Below are the records. Retype exactly the lines between the lines holding "like x=215, y=121." and "like x=87, y=377.", inclusive.
·····
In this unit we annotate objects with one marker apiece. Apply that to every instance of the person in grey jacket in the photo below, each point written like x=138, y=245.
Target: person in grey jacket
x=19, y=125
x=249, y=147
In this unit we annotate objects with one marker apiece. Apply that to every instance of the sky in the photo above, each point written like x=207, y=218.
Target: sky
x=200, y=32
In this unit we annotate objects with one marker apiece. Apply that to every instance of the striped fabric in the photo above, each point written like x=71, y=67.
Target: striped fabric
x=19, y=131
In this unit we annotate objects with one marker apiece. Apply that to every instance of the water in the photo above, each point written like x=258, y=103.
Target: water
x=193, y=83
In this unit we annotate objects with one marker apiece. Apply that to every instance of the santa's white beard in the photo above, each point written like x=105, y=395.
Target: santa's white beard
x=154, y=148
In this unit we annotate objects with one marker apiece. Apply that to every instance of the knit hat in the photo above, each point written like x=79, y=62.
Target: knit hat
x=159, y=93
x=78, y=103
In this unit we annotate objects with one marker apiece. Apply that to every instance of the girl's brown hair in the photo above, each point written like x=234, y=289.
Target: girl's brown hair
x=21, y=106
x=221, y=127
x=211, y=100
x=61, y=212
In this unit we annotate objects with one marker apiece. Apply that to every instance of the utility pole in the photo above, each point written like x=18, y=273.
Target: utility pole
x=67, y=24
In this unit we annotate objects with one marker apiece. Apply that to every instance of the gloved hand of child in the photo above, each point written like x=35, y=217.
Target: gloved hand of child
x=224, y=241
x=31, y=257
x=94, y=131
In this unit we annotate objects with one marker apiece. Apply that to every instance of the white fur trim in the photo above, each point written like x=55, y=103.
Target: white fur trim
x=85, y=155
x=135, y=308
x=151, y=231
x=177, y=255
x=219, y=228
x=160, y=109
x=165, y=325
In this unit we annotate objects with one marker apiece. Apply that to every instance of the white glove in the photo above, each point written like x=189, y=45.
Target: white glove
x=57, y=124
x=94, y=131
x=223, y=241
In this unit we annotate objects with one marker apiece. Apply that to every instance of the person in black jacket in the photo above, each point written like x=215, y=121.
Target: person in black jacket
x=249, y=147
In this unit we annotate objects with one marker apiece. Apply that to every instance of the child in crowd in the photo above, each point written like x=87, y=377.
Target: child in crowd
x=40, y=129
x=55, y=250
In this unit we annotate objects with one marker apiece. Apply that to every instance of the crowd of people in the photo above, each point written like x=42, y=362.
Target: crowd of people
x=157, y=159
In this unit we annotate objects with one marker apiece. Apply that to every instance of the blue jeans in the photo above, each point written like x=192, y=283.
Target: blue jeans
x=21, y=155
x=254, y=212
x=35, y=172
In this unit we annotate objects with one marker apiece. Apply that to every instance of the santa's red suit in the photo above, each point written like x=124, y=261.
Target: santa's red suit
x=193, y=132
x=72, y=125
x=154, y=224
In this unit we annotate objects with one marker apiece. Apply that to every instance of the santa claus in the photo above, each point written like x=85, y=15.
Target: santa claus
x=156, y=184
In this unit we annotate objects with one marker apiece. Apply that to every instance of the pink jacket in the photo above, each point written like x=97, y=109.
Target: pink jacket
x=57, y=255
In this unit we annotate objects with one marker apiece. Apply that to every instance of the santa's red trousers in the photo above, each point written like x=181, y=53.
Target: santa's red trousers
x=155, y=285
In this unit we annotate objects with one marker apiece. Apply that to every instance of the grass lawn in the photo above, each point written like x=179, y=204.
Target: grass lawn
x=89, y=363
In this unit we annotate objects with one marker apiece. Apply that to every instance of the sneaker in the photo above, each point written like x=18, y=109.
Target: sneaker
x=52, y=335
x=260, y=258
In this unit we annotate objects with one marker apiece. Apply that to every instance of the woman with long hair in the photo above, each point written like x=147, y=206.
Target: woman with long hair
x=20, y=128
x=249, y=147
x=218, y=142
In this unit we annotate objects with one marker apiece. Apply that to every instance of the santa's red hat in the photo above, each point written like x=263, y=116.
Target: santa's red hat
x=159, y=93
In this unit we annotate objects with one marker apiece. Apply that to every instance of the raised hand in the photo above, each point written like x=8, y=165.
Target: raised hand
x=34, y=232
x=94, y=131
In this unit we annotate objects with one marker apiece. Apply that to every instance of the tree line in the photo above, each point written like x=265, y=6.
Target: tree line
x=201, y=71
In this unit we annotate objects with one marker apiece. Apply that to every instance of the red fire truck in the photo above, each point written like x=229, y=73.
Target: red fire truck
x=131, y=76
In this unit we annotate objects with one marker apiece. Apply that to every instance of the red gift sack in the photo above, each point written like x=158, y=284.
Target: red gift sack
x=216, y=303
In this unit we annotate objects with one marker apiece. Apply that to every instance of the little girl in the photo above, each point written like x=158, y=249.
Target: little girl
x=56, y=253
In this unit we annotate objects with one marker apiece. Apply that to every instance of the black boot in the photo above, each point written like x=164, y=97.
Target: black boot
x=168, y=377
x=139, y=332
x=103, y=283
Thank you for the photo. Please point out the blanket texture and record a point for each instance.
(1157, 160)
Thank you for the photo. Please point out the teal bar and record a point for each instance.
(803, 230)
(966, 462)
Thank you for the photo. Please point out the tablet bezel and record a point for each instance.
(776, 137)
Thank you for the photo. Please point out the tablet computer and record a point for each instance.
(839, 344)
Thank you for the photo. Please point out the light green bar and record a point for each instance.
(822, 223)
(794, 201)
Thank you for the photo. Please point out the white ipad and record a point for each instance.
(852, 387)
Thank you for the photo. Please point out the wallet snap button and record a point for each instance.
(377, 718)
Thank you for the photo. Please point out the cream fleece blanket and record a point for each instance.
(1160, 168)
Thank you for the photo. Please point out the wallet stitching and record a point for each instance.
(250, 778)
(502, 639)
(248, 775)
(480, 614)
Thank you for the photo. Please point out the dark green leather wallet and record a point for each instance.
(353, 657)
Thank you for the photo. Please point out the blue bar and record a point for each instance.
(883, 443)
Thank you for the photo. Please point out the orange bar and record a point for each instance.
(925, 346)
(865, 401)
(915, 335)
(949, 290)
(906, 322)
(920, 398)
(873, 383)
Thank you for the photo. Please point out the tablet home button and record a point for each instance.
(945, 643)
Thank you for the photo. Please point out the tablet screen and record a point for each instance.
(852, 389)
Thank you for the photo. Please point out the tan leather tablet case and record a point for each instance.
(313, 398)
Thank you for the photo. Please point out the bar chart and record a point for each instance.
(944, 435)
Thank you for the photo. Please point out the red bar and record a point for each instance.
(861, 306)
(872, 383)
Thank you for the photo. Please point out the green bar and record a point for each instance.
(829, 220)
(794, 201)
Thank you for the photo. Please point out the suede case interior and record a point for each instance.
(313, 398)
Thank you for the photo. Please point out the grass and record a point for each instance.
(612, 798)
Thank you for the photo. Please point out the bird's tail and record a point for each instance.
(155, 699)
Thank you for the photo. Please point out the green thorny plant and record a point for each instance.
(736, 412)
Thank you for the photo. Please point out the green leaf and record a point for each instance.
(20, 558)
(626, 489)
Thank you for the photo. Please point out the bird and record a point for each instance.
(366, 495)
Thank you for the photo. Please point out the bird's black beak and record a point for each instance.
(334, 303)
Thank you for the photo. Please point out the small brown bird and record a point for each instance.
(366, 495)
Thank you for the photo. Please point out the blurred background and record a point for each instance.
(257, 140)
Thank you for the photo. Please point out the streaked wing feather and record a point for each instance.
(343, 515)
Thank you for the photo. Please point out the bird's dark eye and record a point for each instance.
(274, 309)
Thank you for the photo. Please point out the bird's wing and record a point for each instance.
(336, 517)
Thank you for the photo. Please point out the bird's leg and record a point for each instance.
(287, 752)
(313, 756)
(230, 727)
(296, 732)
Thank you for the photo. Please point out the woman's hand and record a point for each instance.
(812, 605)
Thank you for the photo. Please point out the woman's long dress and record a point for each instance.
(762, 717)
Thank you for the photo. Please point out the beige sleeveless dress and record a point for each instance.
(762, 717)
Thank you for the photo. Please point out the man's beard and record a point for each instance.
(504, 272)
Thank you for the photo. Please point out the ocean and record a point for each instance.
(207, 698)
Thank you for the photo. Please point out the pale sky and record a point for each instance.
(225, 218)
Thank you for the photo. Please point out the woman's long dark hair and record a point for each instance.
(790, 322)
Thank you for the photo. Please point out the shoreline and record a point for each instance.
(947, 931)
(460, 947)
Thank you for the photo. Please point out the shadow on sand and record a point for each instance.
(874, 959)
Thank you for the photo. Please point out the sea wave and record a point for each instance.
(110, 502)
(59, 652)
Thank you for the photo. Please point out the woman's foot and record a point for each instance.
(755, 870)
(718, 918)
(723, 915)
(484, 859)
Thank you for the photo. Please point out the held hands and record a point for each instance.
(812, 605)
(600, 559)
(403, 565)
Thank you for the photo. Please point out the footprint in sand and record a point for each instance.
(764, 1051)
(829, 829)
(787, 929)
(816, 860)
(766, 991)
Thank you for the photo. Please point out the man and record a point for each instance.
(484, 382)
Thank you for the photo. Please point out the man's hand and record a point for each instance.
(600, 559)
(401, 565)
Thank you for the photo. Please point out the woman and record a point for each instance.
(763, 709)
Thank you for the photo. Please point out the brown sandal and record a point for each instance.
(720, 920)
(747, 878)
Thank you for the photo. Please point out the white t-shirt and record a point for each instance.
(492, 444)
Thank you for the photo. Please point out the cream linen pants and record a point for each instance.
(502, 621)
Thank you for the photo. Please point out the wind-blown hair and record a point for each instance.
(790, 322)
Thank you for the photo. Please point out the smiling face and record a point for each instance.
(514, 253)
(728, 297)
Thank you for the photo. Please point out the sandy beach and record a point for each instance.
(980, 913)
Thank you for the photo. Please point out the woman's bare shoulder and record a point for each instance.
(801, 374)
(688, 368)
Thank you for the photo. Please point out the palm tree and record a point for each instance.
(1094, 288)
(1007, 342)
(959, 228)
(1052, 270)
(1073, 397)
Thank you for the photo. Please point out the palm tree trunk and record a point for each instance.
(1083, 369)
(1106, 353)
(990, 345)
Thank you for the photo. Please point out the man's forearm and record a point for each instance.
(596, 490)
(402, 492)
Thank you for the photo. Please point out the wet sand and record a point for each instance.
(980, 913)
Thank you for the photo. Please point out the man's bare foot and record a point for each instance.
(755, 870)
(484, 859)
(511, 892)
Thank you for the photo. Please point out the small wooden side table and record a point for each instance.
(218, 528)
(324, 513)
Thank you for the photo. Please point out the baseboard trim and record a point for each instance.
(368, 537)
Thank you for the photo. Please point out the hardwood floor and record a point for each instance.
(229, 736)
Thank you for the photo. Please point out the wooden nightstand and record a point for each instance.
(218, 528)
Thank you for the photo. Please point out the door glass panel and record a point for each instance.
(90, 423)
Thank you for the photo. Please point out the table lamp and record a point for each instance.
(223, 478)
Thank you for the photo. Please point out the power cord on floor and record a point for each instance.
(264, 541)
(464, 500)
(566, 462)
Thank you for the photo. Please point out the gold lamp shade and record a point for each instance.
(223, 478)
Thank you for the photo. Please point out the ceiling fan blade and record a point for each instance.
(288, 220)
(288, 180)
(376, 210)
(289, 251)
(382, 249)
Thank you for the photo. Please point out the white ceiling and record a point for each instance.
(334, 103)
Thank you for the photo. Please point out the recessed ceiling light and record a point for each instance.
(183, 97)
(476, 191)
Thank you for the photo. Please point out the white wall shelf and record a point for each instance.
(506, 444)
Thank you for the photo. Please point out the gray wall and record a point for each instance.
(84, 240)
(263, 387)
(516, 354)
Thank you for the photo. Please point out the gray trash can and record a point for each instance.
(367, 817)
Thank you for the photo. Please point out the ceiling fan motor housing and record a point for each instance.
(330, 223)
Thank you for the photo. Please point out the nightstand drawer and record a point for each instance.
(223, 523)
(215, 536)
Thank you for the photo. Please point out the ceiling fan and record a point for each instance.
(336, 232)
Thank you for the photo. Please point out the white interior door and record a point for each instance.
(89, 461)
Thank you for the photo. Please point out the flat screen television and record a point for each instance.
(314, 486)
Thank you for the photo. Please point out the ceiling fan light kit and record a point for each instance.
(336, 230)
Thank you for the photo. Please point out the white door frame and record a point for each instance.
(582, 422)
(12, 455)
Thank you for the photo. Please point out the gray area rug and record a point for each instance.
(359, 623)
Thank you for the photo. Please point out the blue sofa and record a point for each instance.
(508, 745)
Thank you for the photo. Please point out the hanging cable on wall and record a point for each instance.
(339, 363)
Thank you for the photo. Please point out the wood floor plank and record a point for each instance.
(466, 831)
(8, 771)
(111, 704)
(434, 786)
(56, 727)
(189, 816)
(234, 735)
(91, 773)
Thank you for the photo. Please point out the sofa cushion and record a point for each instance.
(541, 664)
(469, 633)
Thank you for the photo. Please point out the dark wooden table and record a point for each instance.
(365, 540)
·····
• _Exercise solution_
In this unit we annotate objects with one marker apiece. Apply that to every instance of the person in black jacket in the photo above, each point written like x=215, y=121.
Target: person in black jacket
x=249, y=147
In this unit we annotate objects with one marker apiece. Apply that to every instance of the child in crowd in the photo above, each point written like x=87, y=377.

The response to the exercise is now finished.